§ **Problem requirements**
All records must be quoted exactly. Omit the pictures.

§ **Data for analysis**

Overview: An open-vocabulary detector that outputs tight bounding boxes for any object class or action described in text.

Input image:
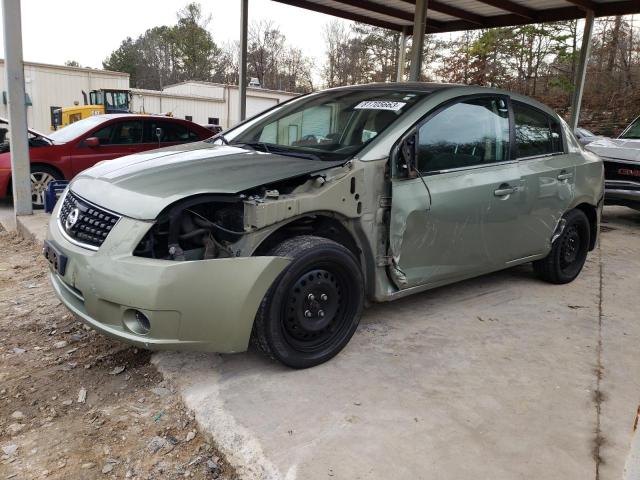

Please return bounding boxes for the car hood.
[586,137,640,163]
[0,115,53,141]
[70,142,347,220]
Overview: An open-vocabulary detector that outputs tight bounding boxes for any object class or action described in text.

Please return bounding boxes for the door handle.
[494,186,515,197]
[557,171,573,181]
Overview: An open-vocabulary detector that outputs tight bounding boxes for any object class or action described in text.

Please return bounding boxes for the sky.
[0,0,349,74]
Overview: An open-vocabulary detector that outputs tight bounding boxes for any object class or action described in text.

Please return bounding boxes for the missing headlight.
[133,196,245,260]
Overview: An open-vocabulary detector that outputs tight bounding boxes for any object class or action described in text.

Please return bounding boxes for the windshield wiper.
[232,141,272,153]
[231,141,322,161]
[269,149,321,161]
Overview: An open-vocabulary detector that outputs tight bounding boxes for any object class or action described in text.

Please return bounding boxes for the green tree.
[103,2,219,89]
[103,37,143,86]
[173,3,220,81]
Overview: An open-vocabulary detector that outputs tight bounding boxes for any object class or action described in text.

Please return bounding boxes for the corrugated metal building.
[0,60,297,132]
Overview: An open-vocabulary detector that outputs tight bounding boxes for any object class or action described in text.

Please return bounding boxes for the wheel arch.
[251,212,376,298]
[573,202,598,251]
[31,162,66,179]
[6,162,66,196]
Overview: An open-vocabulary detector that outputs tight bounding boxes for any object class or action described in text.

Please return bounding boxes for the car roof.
[325,82,459,94]
[322,82,560,119]
[98,114,192,122]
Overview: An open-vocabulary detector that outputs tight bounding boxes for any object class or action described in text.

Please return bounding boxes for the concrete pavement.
[3,203,639,479]
[154,207,640,480]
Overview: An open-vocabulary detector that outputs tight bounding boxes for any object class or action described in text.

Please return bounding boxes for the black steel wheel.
[533,209,591,284]
[252,235,364,368]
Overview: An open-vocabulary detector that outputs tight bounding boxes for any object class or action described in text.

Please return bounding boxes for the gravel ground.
[0,228,237,480]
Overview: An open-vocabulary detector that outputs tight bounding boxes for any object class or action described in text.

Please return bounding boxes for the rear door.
[69,119,144,175]
[144,119,202,149]
[389,95,524,289]
[511,101,576,259]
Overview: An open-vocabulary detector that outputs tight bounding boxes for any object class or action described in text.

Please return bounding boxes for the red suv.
[0,114,212,207]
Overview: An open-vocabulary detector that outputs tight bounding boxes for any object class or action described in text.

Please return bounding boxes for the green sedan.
[44,83,604,368]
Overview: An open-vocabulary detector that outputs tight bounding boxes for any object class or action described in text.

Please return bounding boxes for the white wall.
[0,62,299,132]
[130,88,228,127]
[166,82,298,128]
[0,60,128,132]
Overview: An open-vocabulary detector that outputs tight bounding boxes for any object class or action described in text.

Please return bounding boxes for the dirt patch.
[0,231,236,479]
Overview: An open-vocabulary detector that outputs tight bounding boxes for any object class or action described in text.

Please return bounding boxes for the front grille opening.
[59,191,121,249]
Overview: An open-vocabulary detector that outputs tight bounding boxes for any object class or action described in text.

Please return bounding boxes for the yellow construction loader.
[51,89,131,130]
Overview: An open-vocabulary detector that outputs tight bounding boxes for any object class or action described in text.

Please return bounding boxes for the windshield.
[620,117,640,139]
[219,89,430,161]
[106,91,129,110]
[48,116,106,143]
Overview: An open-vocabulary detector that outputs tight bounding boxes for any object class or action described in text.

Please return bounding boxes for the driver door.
[389,96,523,289]
[69,119,143,175]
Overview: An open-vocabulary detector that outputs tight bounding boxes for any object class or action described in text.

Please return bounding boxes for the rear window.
[513,102,563,158]
[145,120,200,143]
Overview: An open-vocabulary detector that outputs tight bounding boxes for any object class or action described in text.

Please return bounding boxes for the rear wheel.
[252,235,364,368]
[533,209,590,284]
[30,165,62,209]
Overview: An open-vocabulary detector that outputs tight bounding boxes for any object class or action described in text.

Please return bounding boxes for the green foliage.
[103,3,313,92]
[103,3,219,89]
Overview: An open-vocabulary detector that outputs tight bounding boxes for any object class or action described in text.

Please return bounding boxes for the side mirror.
[84,137,100,147]
[396,131,418,178]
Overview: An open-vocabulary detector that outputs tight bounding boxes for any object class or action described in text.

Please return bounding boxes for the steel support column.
[570,10,594,131]
[409,0,428,81]
[238,0,248,123]
[396,27,407,82]
[2,0,32,216]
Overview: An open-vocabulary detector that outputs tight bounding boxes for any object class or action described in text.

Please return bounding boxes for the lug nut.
[318,310,325,318]
[320,294,328,301]
[307,293,315,301]
[304,310,312,318]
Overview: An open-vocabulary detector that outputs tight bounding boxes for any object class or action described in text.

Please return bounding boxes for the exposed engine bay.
[133,175,321,261]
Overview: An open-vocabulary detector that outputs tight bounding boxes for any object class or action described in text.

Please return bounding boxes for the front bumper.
[604,179,640,209]
[46,207,290,353]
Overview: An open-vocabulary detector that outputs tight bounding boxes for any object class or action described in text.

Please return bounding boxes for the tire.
[252,235,364,368]
[533,209,591,284]
[30,165,62,209]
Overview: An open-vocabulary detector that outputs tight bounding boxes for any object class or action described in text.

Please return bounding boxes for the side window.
[417,97,510,173]
[110,120,143,144]
[513,102,564,158]
[159,122,191,142]
[90,125,115,145]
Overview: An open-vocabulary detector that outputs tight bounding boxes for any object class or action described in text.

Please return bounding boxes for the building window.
[185,115,193,121]
[208,117,219,125]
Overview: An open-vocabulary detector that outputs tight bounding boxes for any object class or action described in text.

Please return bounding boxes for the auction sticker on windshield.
[354,101,406,111]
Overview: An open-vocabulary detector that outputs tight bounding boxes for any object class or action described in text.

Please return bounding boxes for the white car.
[586,116,640,210]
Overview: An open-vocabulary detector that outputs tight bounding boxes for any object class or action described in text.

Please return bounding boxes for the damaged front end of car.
[132,161,366,263]
[46,158,372,354]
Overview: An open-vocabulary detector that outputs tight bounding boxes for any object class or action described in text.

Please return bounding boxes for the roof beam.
[330,0,449,31]
[428,1,485,25]
[397,0,485,26]
[564,0,597,11]
[473,0,536,20]
[272,0,404,31]
[330,0,414,23]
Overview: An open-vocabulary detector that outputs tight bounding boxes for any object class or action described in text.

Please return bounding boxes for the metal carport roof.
[272,0,640,33]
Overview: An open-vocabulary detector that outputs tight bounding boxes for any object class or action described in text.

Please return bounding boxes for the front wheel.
[252,235,364,368]
[533,209,591,284]
[31,165,62,209]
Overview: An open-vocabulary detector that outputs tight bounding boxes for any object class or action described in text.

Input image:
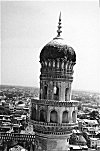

§ **Response**
Overview: An open-vocabulary detector that outputs tight bounding boxes for any object class or action described in text.

Input image:

Please return bounding boxes for the car hood.
[586,137,640,163]
[0,115,53,141]
[70,142,347,220]
Overview: An open-vocabulary detector that outputs tight bounding boxes for any object class or action described in text.

Please return bounding boxes for the door handle.
[494,186,515,197]
[557,171,573,181]
Overview: An open-vocabulary detector that outputs tight bounding boxes for any object class or action described in text.

Please return bounding boxes for the sky.
[0,0,349,74]
Overview: An open-vocabulary detector that outputs tight bounding boxes for any object class or action described in text.

Please return bounding boxes for the missing headlight.
[133,196,245,260]
Overview: An open-vocabulary detector that outputs tight bounding boxes for any object class or action described in text.

Please return bounding boxes for the windshield wiper.
[232,141,272,153]
[231,141,322,161]
[269,149,321,161]
Overview: An open-vocabulary detector that outputs tight bounding boxes for any object class or action described in text.

Please return bounding boxes for the green tree.
[103,2,219,89]
[103,37,143,86]
[173,3,220,81]
Overview: An open-vocabulary detector that outputs tight bounding boxes for any object class or action described in text.

Please return bounding boxes for the corrugated metal building.
[0,60,297,132]
Overview: An open-vocabulary detector that outputs tight bounding boxes for any object class or action described in text.

Please return bounding boxes for the wheel arch.
[251,212,376,298]
[573,202,598,251]
[31,162,66,179]
[6,162,66,196]
Overview: An open-vocabulary detector that outputs tight bounding boxes for any object class or action described in text.

Please return bounding boxes for the car roof.
[325,82,459,94]
[322,82,560,119]
[98,114,192,122]
Overview: An open-vocabulary detector that outputs tight bounding boxes for any object class or action described in text.

Please return bounding boxes for the concrete pavement.
[3,203,639,479]
[154,207,640,480]
Overview: An open-vocabulary detector that outputs tight bounding boxes for any object class or action described in text.

Please return bounding boxes for the black steel wheel.
[533,209,591,284]
[252,235,364,368]
Overview: An open-vocabulary detector that outputs tight bounding boxes for any object class or action described in text.

Please return bounding boxes for the gravel ground.
[0,228,237,480]
Overview: An open-vocabulary detector that outputs tight bounding boxes for any object class or action described in text.

Please return bounding boxes for the rear door.
[69,119,144,175]
[144,119,202,149]
[389,95,524,289]
[511,101,576,259]
Overview: An open-vocabulary detector that outputs tight bounding boxes for any object class or action described in text.

Please return bounding boxes for the red suv.
[0,114,212,207]
Overview: An open-vocabulary detector that outputs tight bounding boxes for any object class or action described in text.

Please return bounding boxes for the green sedan.
[44,83,604,368]
Overview: An open-vocabulary detector that outputs tight bounding boxes for any object class or action described in text.

Please return bounding boxes for the white wall.
[0,62,299,132]
[130,88,228,127]
[166,82,298,128]
[0,60,128,132]
Overview: An open-vocabulary detector that outputs tight bounding boxes for any object class or action described in text.

Please return bounding boxes for the dirt patch.
[0,231,236,479]
Overview: An open-vocabulary detector that outputs tight bounding boxes for any object class or action described in text.

Please return bounding boxes for the front grille opening.
[59,191,121,249]
Overview: An open-vocabulary detector that outputs tight bounding boxes for any object class or action described in text.

Please return bounding boxes for the yellow construction loader.
[51,89,131,130]
Overview: An open-vocabulary detector that outputs tight bounding boxes for any object class or action described in text.

Please return bounding boxes for the windshield.
[620,117,640,139]
[219,89,430,161]
[106,91,129,110]
[48,116,106,143]
Overview: An open-vocabulary detector that outputs tight bounding boxes for any object class or action described in text.

Please return bounding boxes for the driver door.
[389,96,523,289]
[69,119,143,175]
Overview: An open-vocabulary detector that outputs tight bounding boxes for any object class or action described in text.

Please return bounding boxes for the rear window.
[513,102,563,158]
[145,120,200,143]
Overview: An open-vocabulary detector that outputs tight bounding boxes for any object class or action described in text.

Please return bounding boxes for the rear wheel.
[252,235,364,368]
[533,209,590,284]
[30,165,62,209]
Overview: An open-vocabulary detector that outputs tight bounding boxes for any object class or action described in text.

Please return bounding boxes for the green foliage.
[103,3,313,92]
[103,3,219,89]
Overview: An open-vocabulary detector that outputs tight bounding boxes for any object class or action described in text.

Please return bounding boxes for the side mirror.
[84,137,100,147]
[396,131,418,178]
Overview: An open-vocabulary detector that outputs tight bounding boxes for any object class or action described in text.

Please return bounding boxes for the steel support column.
[570,10,594,131]
[409,0,428,81]
[238,0,248,123]
[396,27,407,82]
[2,0,32,216]
Overview: An open-vocabulary detector that outputs tight bounding boxes for any object class or action described in text.

Please return bounding boxes for the lug nut.
[318,310,325,318]
[320,294,328,301]
[307,293,315,301]
[304,310,312,318]
Overview: An open-vocabulary detector that outputs tight bounding boxes for any object class or action described in text.

Please return bounding boxes for the exposed engine bay.
[133,175,321,261]
Overview: An open-vocabulary detector that outputs tight bounding boxes for any object class or action described in text.

Please return bounding boxes for the front bumper.
[604,179,640,209]
[46,207,290,353]
Overview: An open-vocabulary detector that outputs tight bounding boxes for any object class or action described in text.

Please return bounding boxes for the tire.
[252,235,364,368]
[533,209,591,284]
[30,165,62,209]
Overview: An open-vocabulary detector that outputs tight bounding boxes for any object class or action described in text.

Please return bounding boxes for the side window.
[417,97,510,173]
[110,120,143,144]
[513,102,564,158]
[159,122,191,142]
[90,125,115,145]
Overview: An open-vocabulary detector that outputs tight bounding boxes for any object class or action described in text.

Please return bounding boxes for the building window.
[185,115,193,121]
[208,117,219,125]
Overview: An open-vocabulary detector that outputs tight bounding boxes for any object class or action described in text.

Please return bounding boxes for the auction sticker on windshield.
[354,101,406,111]
Overview: An open-vocabulary detector that outputs tight bounding boxes for any object class or action described in text.

Please return bounding boxes for the white car.
[586,116,640,210]
Overview: An open-vocabulary detector that outputs tight bounding boxes for any object class or action described in text.

Please return bounding boxes for the damaged front end of car.
[132,161,366,263]
[46,158,372,354]
Overview: An open-vocabulary detector that outputs tight bounding boxes for any object class or action described in text.

Please return bounding boxes for the roof beam.
[330,0,449,31]
[428,1,485,25]
[397,0,485,26]
[564,0,597,11]
[473,0,536,20]
[272,0,404,31]
[330,0,414,23]
Overview: An open-vocabulary detector that outputs tight bounding boxes for any object class or action described in text.

Please return bounding boxes for the metal carport roof.
[272,0,640,33]
Overview: An open-vocabulary detector that outputs tight bounding boxes for any object class or action described in text.

Please return bounding boxes for the front wheel.
[252,235,364,368]
[533,209,591,284]
[31,165,62,209]
Overview: An open-vocabulary detector that outputs tight bounding boxes for any object class or action described in text.

Input image:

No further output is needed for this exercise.